» The exercise
Arrange the data below, starting at the line containing "Question. Indicate a single point on every instance of the red" and ending at the line containing "pixel 189 189", as a two-column CSV headed instruction and coordinates. Give one row per instruction with its coordinates, with each value in a single quoted field and line breaks replaced by spaces.

» Data provided
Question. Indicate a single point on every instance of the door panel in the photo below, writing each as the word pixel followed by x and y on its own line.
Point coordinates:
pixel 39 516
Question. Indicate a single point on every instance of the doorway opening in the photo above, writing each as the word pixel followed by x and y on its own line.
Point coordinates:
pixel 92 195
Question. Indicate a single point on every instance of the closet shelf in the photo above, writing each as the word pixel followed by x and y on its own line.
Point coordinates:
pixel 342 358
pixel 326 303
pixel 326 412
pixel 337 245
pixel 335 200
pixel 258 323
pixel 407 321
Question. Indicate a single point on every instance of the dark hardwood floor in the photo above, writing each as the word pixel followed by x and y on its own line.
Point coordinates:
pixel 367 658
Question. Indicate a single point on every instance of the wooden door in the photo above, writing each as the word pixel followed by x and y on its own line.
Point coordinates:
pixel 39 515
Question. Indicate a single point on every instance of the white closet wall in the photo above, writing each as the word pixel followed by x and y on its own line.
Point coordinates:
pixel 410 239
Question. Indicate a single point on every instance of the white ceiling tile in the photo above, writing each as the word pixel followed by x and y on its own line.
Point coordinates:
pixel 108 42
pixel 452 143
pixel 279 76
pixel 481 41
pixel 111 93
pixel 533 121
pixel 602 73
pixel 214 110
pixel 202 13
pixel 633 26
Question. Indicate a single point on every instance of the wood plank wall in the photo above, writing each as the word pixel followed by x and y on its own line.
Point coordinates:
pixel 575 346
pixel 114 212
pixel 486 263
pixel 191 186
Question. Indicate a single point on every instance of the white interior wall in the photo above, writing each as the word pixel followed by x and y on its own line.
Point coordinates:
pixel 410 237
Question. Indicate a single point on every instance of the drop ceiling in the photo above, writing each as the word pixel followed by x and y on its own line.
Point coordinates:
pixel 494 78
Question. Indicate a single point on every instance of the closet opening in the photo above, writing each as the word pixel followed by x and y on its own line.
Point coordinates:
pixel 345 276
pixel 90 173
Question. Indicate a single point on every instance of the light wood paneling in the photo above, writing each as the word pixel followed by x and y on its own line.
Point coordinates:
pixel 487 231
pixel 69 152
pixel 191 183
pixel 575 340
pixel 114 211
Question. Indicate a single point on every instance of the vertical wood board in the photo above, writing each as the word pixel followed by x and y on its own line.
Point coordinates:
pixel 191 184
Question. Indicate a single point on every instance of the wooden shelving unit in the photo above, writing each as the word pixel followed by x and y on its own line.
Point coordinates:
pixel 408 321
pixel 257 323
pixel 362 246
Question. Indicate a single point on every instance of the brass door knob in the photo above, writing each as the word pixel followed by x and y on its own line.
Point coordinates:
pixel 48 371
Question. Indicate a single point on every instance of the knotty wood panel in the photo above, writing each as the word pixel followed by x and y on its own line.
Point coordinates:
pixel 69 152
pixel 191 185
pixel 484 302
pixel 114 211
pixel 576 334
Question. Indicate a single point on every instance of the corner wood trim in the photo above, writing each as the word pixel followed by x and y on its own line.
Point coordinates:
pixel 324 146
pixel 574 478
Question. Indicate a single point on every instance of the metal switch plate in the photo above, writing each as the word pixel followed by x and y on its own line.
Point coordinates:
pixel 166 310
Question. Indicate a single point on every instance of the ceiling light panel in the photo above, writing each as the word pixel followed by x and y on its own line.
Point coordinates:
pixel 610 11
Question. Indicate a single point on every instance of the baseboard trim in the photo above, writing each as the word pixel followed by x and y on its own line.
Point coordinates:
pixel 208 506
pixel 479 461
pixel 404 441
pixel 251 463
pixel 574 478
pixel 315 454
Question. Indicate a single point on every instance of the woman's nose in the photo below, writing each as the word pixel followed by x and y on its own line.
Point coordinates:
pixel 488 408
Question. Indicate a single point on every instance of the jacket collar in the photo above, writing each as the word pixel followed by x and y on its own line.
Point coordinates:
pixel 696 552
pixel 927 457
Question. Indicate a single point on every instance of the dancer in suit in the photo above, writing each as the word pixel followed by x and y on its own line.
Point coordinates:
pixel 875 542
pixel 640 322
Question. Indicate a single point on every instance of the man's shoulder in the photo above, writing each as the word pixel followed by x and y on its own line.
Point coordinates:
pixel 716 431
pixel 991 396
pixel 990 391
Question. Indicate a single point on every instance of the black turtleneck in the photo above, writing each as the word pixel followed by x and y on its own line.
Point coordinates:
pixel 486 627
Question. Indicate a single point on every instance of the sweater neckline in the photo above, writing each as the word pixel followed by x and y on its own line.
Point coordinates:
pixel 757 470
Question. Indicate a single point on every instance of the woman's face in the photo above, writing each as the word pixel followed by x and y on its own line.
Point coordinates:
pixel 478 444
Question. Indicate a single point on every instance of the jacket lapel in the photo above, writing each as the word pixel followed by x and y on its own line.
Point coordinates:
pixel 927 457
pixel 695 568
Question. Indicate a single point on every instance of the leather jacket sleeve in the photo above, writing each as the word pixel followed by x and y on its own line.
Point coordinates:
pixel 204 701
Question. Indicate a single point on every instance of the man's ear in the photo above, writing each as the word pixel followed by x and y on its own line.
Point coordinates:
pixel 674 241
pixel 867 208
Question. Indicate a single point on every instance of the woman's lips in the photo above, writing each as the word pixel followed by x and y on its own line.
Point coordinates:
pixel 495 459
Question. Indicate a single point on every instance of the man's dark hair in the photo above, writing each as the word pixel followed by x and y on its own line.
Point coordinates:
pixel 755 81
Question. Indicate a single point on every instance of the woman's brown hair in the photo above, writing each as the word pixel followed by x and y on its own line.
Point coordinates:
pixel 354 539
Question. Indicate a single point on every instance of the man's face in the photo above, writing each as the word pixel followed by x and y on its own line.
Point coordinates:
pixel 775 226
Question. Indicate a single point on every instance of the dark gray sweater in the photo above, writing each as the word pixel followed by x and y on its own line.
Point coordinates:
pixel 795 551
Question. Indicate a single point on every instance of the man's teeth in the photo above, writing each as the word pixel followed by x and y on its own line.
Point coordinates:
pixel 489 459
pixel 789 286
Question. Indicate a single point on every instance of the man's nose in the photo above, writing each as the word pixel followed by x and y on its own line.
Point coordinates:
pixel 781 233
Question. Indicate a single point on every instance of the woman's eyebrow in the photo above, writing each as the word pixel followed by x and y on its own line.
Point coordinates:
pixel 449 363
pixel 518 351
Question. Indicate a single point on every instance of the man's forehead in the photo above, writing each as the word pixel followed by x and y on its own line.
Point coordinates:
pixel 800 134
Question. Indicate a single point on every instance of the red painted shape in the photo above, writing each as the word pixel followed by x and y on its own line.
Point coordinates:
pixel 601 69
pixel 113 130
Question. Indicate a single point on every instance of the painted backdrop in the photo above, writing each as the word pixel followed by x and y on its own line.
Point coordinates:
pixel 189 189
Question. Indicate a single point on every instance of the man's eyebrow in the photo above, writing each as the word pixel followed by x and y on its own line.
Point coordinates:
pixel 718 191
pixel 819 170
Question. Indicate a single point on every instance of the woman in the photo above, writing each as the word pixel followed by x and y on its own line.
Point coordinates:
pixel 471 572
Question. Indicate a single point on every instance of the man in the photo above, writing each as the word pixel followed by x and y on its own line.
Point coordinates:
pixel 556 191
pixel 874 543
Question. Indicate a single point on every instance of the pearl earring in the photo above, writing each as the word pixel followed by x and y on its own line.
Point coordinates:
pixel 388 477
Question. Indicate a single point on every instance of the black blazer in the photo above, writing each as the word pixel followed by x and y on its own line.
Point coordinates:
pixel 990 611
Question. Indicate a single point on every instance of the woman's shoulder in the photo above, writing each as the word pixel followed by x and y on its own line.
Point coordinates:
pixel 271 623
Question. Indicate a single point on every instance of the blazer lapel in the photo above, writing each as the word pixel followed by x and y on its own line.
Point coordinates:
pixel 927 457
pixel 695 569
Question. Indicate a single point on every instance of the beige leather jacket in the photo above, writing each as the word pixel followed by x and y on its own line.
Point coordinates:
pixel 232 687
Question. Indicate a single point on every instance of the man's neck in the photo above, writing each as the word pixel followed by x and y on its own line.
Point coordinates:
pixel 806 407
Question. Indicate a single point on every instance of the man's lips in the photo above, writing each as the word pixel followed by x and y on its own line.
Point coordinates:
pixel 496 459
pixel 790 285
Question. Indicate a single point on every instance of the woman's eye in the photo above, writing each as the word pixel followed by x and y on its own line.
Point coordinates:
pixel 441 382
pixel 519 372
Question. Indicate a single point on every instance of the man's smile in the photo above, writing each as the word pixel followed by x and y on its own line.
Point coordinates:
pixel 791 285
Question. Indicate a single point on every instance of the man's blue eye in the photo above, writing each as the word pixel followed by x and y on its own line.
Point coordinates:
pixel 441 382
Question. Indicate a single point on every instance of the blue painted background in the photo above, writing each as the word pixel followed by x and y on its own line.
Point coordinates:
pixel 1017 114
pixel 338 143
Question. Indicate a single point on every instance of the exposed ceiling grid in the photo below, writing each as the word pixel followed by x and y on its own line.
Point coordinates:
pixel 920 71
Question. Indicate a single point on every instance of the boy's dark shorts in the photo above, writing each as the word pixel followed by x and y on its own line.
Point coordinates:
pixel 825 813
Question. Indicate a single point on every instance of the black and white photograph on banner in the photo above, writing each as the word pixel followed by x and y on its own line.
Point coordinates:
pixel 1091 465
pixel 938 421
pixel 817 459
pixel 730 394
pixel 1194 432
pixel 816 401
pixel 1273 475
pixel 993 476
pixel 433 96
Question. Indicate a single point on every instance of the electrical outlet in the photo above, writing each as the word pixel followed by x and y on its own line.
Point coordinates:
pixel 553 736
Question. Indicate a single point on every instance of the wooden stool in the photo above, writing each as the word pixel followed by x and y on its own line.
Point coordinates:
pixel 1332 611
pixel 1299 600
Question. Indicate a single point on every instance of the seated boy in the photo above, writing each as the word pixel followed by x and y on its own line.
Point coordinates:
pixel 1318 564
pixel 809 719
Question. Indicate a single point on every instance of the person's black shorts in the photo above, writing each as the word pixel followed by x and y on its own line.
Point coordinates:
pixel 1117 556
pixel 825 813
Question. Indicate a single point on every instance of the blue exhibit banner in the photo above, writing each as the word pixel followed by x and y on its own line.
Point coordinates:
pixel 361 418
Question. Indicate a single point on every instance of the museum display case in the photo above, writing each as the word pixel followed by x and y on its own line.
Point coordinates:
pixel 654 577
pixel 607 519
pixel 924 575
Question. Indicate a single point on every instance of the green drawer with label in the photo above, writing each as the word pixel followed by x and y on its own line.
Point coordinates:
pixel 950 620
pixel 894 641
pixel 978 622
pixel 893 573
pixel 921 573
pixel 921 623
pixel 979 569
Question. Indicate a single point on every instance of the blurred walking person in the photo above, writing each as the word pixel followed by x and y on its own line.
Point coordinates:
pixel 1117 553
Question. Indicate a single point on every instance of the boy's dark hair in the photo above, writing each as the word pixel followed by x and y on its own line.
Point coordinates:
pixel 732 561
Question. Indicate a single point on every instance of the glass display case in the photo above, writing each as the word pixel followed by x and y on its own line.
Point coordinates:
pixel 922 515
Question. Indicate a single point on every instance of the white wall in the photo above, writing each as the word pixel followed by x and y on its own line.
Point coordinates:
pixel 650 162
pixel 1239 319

» Response for this exercise
instruction,coordinates
"Question. Indicate a single point on every instance of the red painted shape in the photo above, writing each as the word pixel followed by x and y on its own line. Point coordinates:","pixel 601 69 pixel 113 130"
"Question. Indicate a single point on every instance of the painted backdrop in the photo above, writing each as the word pixel followed by x and y on its own line. Point coordinates:","pixel 189 189"